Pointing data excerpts
** BEGIN **
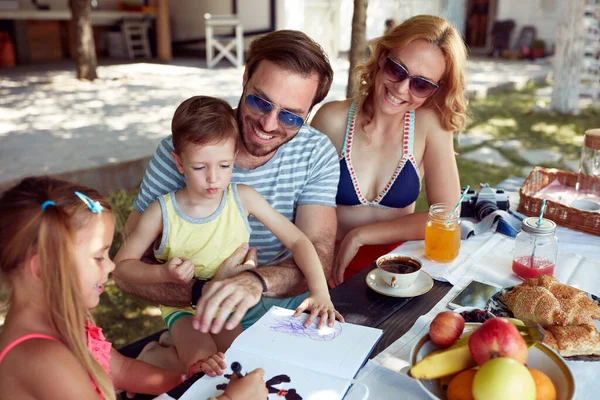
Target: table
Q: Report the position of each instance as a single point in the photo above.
(163, 34)
(361, 305)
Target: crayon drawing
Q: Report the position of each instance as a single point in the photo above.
(295, 327)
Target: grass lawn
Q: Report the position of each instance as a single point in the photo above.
(504, 116)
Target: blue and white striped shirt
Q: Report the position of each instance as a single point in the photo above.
(304, 170)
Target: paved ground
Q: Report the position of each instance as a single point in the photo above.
(52, 123)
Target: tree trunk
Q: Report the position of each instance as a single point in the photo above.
(568, 58)
(358, 43)
(85, 50)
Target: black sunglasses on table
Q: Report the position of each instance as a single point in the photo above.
(420, 87)
(287, 118)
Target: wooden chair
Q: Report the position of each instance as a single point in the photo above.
(224, 44)
(135, 33)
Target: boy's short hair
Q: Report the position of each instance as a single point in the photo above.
(203, 120)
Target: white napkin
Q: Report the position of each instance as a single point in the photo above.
(385, 384)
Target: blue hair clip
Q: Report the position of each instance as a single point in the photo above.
(47, 203)
(94, 206)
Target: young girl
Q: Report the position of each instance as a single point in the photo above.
(54, 242)
(199, 226)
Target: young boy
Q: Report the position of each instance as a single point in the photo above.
(201, 225)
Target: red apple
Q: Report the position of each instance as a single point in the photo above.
(446, 328)
(497, 337)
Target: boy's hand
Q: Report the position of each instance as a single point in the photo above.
(211, 366)
(232, 266)
(179, 270)
(319, 305)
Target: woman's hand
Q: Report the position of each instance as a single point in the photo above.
(346, 252)
(211, 366)
(250, 387)
(319, 305)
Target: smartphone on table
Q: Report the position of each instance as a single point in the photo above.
(475, 294)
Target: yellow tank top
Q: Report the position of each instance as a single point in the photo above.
(206, 242)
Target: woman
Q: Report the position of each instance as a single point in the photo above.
(399, 127)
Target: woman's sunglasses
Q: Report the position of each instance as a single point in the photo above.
(286, 118)
(420, 87)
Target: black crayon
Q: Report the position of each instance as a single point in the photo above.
(236, 367)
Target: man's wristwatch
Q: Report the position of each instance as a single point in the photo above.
(261, 279)
(197, 291)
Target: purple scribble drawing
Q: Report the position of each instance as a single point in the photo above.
(295, 327)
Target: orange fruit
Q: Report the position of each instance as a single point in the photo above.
(544, 388)
(460, 386)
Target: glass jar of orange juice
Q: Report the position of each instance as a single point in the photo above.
(442, 233)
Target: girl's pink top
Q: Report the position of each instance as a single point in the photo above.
(96, 343)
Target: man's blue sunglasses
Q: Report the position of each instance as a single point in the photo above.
(286, 118)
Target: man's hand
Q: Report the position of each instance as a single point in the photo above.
(235, 295)
(179, 270)
(241, 260)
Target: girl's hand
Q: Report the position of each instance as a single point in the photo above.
(211, 366)
(319, 305)
(250, 387)
(178, 270)
(346, 252)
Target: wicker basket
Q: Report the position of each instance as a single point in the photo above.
(539, 178)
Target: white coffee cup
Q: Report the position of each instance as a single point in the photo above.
(398, 271)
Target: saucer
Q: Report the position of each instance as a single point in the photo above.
(420, 286)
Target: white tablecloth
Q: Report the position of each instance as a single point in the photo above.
(487, 258)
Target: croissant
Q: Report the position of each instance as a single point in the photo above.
(535, 305)
(582, 340)
(546, 301)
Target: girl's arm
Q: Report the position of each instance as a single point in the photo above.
(128, 264)
(305, 255)
(137, 376)
(44, 369)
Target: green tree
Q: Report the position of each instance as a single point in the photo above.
(358, 44)
(85, 50)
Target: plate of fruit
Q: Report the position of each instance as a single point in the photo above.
(498, 359)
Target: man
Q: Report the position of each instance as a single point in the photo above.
(293, 166)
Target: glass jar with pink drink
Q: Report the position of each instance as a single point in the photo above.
(536, 247)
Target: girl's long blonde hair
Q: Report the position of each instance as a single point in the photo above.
(26, 230)
(449, 100)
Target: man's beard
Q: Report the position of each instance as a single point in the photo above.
(251, 147)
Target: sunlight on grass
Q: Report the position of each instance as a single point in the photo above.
(504, 122)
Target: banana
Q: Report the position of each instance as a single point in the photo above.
(516, 322)
(443, 362)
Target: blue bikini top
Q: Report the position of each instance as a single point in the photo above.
(405, 184)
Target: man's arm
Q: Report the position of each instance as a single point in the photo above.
(171, 294)
(319, 224)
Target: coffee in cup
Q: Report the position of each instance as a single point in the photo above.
(398, 271)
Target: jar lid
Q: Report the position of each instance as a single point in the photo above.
(547, 227)
(592, 139)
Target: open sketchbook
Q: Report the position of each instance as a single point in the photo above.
(299, 363)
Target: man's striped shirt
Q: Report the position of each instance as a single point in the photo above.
(304, 170)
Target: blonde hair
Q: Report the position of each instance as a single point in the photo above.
(449, 100)
(26, 230)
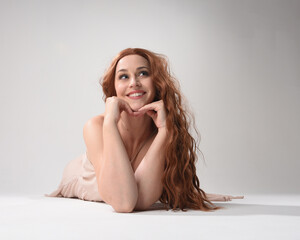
** END **
Tally the lines in the data above that contain the word "fruit". Give only the number.

2